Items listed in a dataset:
————

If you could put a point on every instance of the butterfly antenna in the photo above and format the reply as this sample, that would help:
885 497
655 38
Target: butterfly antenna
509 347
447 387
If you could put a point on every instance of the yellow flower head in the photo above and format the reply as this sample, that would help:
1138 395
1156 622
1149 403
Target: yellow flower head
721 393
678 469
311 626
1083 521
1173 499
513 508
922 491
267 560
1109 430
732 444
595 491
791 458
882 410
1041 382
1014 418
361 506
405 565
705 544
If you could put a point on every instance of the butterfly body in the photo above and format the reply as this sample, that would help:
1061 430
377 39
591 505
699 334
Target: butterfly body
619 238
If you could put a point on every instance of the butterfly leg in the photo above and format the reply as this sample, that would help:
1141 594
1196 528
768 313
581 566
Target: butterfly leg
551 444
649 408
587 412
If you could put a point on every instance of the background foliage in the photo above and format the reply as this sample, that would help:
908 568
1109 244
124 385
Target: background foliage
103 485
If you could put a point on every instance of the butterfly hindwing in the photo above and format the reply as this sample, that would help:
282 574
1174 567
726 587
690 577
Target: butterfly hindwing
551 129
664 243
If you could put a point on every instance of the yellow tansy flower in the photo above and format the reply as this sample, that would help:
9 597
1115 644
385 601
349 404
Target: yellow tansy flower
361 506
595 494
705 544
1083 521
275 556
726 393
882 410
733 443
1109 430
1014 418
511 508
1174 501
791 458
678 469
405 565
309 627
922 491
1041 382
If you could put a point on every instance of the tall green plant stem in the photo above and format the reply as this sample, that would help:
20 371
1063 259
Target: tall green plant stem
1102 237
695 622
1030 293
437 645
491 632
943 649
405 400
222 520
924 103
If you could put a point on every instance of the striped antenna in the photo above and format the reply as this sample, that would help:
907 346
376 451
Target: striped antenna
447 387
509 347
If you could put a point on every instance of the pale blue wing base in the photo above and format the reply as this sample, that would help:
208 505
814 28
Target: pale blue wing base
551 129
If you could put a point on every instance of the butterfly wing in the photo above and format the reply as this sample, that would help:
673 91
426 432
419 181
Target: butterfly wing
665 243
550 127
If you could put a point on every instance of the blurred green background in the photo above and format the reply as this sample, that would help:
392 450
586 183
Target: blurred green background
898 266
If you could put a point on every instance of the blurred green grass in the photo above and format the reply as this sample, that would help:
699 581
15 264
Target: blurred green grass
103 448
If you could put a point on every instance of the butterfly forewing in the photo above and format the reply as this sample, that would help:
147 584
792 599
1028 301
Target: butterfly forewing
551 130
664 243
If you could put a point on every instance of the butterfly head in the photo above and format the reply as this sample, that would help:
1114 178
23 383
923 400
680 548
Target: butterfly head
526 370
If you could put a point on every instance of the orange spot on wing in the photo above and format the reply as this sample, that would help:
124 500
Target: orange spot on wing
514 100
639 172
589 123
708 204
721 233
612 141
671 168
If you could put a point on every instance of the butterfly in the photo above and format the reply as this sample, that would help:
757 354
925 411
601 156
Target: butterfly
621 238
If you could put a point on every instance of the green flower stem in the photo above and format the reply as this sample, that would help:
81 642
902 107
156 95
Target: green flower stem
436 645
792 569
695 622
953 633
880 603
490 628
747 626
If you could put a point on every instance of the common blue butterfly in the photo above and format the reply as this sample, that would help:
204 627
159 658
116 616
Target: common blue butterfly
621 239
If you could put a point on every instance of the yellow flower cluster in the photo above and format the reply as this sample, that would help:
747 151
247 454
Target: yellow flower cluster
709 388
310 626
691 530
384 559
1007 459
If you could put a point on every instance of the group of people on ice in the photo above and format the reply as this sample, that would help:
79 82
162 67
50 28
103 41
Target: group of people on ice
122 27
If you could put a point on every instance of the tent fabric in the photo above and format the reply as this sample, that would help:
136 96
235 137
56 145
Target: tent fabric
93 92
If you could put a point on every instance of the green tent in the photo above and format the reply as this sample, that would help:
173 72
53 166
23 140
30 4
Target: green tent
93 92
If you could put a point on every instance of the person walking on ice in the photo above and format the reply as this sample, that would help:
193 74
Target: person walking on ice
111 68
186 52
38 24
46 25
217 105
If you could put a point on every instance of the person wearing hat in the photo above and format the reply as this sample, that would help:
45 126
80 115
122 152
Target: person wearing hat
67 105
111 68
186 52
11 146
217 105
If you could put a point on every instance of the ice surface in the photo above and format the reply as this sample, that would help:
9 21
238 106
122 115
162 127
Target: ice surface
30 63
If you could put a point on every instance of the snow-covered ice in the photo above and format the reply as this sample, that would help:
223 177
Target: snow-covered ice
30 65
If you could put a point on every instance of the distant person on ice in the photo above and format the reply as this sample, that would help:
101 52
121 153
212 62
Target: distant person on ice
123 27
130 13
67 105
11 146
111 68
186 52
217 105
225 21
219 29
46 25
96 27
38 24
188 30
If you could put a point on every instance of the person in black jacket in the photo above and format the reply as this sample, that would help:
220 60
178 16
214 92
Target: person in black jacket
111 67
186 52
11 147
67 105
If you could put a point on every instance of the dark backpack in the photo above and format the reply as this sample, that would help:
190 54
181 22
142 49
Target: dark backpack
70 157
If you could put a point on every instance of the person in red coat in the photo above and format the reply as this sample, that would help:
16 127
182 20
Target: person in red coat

————

→ **Brief**
Look through the entries above and copy each line that has "coat" in it.

→ **Response below**
If you could put a point on every instance of the person in red coat in the photo above and format the reply as this sample, that would help:
Target: person in red coat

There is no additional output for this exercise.